THE DATA:
◇ ◇ ◇ ◇ ◇

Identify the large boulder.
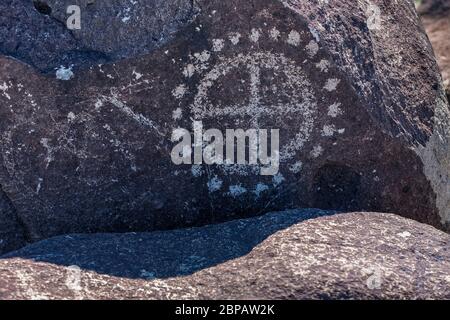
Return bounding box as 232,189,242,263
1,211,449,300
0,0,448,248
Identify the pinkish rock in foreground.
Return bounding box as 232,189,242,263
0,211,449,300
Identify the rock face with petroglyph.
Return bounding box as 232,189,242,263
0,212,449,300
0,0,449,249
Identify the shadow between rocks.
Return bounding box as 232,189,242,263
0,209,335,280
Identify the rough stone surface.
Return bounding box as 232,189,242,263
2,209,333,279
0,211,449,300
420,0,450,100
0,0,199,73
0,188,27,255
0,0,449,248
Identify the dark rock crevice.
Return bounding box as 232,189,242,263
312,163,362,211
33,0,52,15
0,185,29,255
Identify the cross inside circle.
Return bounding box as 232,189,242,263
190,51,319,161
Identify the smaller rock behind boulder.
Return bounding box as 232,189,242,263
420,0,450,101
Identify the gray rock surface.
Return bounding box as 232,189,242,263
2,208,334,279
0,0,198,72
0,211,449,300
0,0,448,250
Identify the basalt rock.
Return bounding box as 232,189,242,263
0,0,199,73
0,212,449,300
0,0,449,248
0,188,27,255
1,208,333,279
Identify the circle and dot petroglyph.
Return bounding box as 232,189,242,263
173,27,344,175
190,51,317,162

◇ ◇ ◇ ◇ ◇

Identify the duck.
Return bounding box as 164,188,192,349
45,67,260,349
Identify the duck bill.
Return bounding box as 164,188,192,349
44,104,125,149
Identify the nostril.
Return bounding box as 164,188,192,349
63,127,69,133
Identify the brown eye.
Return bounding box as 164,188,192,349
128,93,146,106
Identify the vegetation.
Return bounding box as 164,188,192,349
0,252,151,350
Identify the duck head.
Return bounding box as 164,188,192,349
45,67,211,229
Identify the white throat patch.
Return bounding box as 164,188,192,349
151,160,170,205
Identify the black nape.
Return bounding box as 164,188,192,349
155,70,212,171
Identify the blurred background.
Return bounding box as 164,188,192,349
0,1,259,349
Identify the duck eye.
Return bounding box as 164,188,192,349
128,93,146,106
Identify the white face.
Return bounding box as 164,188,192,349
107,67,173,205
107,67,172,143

◇ ◇ ◇ ◇ ◇

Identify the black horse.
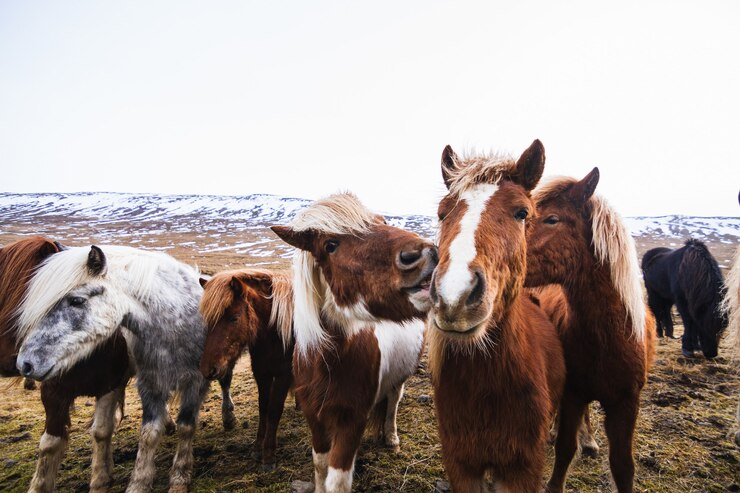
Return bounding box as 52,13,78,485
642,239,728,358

◇ ◇ ◇ ◇ ◇

EXERCISE BRIEF: Only one part of the material above is wanted: the lines from the one with "Identify the large boulder." up to and including the one with "Identify the rough stone surface.". Please copy them exactly, pictures left out.

ANSWER BELOW:
Identify the large boulder.
Return bounding box as 232,189,242,263
1,211,449,300
0,0,448,248
Identify the pinkish rock in foreground.
Return bounding box as 232,189,242,263
0,211,449,300
Identify the rock face with petroglyph.
Return bounding box as 232,189,242,263
0,212,449,300
0,0,449,249
Identify the shadow between rocks.
Return bounding box as 232,189,242,263
0,209,335,280
Identify the rough stone surface.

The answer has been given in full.